-------- Material shown
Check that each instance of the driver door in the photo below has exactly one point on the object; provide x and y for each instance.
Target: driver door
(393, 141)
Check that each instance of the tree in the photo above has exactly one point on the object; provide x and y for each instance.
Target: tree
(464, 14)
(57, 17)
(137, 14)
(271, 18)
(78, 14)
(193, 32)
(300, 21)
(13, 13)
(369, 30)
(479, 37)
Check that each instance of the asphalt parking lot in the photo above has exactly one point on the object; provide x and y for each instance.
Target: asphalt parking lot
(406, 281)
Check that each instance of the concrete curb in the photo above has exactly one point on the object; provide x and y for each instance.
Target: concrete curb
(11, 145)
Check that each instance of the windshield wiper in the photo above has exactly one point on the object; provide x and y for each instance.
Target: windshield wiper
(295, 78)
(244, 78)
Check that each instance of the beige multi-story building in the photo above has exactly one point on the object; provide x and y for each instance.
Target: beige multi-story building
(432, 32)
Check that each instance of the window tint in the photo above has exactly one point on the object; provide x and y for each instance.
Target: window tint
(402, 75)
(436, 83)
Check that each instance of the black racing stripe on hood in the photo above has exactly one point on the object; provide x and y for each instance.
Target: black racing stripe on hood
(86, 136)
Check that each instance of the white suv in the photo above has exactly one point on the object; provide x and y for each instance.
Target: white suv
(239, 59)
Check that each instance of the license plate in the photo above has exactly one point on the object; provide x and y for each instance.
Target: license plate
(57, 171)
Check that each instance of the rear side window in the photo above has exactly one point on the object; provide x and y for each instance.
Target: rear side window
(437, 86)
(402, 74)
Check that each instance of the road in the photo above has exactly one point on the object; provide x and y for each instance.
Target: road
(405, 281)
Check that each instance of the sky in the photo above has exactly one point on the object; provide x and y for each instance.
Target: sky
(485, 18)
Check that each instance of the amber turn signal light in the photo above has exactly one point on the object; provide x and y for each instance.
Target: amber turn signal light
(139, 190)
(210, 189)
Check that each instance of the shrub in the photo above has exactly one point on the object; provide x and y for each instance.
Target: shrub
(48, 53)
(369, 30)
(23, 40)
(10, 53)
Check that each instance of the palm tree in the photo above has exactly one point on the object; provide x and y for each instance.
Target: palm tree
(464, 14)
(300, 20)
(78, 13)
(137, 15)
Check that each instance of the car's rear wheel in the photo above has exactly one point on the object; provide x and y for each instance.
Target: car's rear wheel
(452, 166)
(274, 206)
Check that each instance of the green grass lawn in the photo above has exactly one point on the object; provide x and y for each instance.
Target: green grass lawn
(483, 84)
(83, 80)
----------------
● Requirement:
Retype every line above with nothing changed.

● The completed task:
Check that each instance of the driver door in the photo below has exactly one point on the object; provide x and y for each instance.
Target: driver door
(393, 141)
Check that each instance of the tree in the photo above has exactly one point on the object; provide x and y for each instance.
Target: tree
(464, 14)
(57, 17)
(137, 14)
(271, 18)
(78, 14)
(193, 32)
(300, 21)
(13, 13)
(369, 30)
(479, 37)
Check that each instance of the asphalt parking lot in the photo above has exactly one point on the object; provide x and y for each instance.
Target: asphalt parking lot
(406, 281)
Check that each instance of the concrete curb in the photo above has exactly one point on the object; provide x and y for each instance.
Target: concrete curb
(11, 145)
Check that each instance of the windshield wiper in the photo above has exactly one point on the object; provide x and y for each instance.
Target: windshield wiper
(295, 78)
(244, 78)
Check that each instance of the beige multi-story building in the photo above has exactly one point on the object; provide x and y for each instance.
Target: beige multi-story building
(432, 32)
Check that each instance of the window tint in the photo above has exactly one point on the object; provide x and y for each instance.
Target: window tint
(402, 75)
(436, 83)
Check that each instance of the black racing stripe on hood in the photo above has exactly one point on the object; provide x and y for each instance.
Target: black racing stripe on hood
(86, 136)
Check that each instance of the white suv in the photo above has exactly one point on the object; provide x and y for each instance.
Target: white suv
(239, 59)
Check that each instance of the license plate in the photo above has exactly one point on the object; provide x and y for each instance.
Target: license plate
(57, 171)
Check that each instance of the rear side window in the photo above has exactly one point on the object; provide x and y for each instance.
Target: rear side window
(437, 86)
(402, 74)
Check that each instance of the road in the photo above has exactly one point on the object; provide x and y for each instance.
Target: road
(405, 281)
Check that each instance of the sky in the photo above has exactly one point on the object; provide x and y for each instance.
Target: sky
(485, 18)
Check that each instance of the amber turn signal light in the photo above has exactly one point on the object; provide x and y for each instance.
Target: amber turn signal light
(139, 190)
(210, 189)
Check that each instance of the shrub in the photo above has exactly one point on the object; provide x and y for each instance.
Target: shrub
(48, 53)
(369, 30)
(23, 40)
(10, 53)
Check that each instance of the palm tree in the photo above has exactly one point on the object; provide x and y for each instance.
Target: palm tree
(464, 14)
(300, 20)
(78, 13)
(137, 15)
Check that each instance of the car's rear wheel in the photo above has exactly one point on the object; provide x and y for each instance.
Target: car's rear wheel
(452, 166)
(274, 206)
Check that each instance of the green grass lawn in the photo above has exactly one point on the object; provide x and y for each instance.
Target: green grass lawn
(483, 84)
(83, 80)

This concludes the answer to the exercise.